**Task**
Duplicate the entries below, starting at the line containing "Place one point on every instance of the overlapping" and continuing through the end of the entries.

(Entries in a dataset)
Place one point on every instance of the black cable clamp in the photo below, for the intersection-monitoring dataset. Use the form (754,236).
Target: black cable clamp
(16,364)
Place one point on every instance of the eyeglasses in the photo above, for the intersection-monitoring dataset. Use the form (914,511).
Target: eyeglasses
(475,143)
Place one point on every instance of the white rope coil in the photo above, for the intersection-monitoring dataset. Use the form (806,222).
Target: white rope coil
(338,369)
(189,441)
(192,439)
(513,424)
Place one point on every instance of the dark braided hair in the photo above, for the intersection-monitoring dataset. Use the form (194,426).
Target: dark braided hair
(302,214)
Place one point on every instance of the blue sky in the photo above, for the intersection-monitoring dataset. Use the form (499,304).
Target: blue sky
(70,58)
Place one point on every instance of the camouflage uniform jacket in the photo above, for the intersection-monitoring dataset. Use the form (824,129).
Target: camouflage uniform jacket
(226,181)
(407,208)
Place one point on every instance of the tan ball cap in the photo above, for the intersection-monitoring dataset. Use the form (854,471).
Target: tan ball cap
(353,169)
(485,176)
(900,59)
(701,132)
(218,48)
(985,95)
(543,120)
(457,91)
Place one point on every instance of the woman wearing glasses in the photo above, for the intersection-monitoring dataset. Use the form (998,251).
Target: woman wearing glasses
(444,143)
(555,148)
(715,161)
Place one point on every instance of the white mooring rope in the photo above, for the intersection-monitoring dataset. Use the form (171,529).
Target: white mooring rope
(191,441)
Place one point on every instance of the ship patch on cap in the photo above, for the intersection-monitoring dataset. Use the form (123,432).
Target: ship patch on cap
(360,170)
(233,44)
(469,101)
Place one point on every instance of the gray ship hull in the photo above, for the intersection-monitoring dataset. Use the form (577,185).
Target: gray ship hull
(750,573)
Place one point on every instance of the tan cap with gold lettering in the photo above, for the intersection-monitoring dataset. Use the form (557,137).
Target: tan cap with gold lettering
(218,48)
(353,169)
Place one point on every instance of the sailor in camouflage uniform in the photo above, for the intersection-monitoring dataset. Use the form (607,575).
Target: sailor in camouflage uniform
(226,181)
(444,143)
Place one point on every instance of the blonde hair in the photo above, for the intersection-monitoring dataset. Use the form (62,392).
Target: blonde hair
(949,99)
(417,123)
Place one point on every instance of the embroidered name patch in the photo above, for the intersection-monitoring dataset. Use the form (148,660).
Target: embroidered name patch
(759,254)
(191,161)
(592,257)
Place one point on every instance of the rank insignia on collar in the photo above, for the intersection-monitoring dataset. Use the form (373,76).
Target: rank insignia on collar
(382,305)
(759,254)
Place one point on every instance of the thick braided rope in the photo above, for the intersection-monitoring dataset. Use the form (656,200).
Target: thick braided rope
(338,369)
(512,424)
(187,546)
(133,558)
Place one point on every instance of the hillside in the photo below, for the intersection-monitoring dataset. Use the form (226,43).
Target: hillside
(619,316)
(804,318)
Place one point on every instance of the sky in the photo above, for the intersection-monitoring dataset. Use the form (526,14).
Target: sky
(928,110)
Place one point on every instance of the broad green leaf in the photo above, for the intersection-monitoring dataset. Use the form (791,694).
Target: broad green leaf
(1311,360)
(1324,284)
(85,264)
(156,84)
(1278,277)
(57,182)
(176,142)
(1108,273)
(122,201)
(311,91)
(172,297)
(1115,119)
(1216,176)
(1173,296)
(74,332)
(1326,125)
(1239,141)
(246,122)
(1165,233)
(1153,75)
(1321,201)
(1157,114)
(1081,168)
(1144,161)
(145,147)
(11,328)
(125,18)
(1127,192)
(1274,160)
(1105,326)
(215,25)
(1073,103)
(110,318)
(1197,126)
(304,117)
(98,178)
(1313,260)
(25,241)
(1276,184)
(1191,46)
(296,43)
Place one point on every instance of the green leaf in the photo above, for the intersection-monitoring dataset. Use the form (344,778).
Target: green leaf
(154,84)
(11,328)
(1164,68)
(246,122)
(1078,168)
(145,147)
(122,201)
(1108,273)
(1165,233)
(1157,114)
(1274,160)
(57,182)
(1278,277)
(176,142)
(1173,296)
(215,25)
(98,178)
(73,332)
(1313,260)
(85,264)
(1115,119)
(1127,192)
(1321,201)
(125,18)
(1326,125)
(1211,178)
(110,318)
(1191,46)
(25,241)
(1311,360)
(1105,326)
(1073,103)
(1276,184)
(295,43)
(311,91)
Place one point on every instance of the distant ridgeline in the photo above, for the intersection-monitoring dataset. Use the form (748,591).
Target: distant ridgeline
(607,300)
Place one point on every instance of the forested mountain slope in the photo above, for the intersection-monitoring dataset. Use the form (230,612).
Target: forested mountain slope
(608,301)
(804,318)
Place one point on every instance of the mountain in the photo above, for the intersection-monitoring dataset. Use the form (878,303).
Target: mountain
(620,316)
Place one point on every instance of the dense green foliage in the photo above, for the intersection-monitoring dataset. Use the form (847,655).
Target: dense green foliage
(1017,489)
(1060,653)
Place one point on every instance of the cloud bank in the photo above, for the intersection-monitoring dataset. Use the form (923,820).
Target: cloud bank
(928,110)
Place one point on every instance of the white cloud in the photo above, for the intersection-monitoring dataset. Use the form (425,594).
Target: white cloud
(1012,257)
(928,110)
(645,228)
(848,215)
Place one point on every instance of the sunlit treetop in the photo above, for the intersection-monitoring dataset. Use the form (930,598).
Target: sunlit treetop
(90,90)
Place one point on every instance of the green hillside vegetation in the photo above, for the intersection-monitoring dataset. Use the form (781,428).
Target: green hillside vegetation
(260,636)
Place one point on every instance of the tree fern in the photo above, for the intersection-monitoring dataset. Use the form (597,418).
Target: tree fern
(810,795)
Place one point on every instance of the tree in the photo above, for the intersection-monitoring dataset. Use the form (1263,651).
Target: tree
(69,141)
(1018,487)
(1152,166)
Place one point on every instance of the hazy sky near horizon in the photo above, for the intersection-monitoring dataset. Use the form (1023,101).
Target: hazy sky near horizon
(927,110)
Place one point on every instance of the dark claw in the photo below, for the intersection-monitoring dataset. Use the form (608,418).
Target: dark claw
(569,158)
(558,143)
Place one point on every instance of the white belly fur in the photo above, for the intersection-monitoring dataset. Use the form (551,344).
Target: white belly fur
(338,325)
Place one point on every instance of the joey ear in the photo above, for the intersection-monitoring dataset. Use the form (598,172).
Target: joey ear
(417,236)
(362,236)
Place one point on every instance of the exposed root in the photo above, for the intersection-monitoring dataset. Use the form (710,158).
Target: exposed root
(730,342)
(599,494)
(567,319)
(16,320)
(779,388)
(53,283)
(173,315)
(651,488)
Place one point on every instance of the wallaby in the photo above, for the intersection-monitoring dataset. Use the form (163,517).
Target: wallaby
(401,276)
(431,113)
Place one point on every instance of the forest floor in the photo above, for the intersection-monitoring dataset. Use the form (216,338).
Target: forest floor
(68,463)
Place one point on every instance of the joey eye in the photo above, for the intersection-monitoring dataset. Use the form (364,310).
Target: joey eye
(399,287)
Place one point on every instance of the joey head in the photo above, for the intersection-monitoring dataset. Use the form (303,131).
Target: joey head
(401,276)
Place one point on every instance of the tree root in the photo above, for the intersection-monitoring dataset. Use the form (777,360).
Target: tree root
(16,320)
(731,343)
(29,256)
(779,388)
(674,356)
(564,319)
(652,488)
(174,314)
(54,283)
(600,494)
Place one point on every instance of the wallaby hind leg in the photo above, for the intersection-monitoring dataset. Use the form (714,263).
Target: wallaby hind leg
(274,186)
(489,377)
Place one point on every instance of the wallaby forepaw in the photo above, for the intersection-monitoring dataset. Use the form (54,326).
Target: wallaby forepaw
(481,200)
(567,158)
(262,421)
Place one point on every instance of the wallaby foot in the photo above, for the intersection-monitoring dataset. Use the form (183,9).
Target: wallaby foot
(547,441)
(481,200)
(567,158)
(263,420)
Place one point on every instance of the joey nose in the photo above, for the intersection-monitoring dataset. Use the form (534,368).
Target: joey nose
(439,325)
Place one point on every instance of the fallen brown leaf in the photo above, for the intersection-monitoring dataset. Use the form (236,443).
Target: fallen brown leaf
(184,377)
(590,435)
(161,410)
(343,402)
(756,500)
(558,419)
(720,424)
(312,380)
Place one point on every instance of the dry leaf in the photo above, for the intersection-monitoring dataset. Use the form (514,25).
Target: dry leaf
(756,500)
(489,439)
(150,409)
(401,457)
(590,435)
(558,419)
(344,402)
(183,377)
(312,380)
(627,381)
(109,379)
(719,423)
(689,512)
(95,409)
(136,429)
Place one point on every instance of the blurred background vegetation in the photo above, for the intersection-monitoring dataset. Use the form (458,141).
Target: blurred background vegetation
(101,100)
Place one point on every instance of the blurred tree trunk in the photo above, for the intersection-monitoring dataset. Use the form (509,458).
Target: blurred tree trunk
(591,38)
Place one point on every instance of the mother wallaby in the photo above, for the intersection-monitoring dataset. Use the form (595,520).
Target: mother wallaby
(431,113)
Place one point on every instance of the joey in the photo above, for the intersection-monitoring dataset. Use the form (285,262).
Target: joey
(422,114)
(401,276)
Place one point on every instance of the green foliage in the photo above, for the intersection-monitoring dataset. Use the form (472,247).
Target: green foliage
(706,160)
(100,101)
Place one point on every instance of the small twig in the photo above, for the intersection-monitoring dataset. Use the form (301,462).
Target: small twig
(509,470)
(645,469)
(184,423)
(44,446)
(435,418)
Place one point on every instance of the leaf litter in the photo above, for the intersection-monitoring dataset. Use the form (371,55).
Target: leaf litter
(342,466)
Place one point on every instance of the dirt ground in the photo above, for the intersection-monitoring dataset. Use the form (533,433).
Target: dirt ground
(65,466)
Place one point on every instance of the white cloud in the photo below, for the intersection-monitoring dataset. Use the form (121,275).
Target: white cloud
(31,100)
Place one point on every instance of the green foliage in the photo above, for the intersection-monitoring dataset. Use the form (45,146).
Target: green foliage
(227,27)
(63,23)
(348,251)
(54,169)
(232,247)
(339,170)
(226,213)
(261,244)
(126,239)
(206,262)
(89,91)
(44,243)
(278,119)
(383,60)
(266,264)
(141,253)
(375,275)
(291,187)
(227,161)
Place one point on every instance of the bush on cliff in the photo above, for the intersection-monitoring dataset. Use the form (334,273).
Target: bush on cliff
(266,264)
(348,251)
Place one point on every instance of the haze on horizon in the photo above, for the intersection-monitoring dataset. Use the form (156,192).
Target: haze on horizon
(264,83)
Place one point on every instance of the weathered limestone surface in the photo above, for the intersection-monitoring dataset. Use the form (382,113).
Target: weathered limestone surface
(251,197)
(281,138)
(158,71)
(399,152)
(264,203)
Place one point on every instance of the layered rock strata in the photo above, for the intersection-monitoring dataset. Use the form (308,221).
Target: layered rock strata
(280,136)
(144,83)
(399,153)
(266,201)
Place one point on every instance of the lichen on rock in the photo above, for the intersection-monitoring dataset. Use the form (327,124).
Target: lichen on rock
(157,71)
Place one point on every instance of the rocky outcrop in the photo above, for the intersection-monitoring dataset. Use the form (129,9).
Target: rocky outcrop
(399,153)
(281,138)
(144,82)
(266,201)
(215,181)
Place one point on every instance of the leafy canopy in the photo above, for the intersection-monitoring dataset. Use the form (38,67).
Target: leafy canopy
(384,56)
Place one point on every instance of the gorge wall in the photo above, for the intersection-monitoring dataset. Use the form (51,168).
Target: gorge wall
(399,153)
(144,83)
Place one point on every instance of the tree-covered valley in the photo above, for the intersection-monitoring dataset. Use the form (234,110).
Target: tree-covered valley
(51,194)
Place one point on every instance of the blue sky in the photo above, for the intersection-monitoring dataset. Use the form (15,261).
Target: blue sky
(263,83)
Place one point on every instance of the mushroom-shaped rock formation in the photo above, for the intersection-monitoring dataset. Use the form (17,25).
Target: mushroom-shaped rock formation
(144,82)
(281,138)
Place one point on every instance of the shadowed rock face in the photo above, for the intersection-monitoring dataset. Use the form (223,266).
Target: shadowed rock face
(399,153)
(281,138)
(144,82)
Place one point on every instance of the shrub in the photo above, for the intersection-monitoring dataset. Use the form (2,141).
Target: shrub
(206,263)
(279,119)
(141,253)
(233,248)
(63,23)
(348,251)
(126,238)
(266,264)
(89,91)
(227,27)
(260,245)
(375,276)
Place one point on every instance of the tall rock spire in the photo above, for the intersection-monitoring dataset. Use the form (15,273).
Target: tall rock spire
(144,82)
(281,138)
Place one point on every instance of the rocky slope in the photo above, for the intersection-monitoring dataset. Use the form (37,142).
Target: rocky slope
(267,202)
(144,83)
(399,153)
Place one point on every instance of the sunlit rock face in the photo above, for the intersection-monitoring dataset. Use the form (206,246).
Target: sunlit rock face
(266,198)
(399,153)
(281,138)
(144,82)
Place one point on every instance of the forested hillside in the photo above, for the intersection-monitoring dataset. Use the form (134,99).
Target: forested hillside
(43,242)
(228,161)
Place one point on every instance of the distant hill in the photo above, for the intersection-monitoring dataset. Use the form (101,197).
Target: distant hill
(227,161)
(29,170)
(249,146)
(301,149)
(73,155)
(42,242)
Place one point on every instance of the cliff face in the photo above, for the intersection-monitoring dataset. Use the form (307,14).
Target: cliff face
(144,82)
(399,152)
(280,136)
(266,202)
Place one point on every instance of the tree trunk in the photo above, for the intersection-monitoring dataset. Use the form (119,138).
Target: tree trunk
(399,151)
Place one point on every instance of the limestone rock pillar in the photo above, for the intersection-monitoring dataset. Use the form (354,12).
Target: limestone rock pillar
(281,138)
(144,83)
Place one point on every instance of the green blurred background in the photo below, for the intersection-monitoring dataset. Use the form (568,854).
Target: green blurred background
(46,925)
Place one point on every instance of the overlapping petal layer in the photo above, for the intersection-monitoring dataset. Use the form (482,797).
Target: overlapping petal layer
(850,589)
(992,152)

**Task response**
Place one point on every instance of the overlapping petal layer in the photo above, for the intersection-monitoring dataset. Use the form (482,797).
Target: overlapping petal layer
(850,589)
(992,152)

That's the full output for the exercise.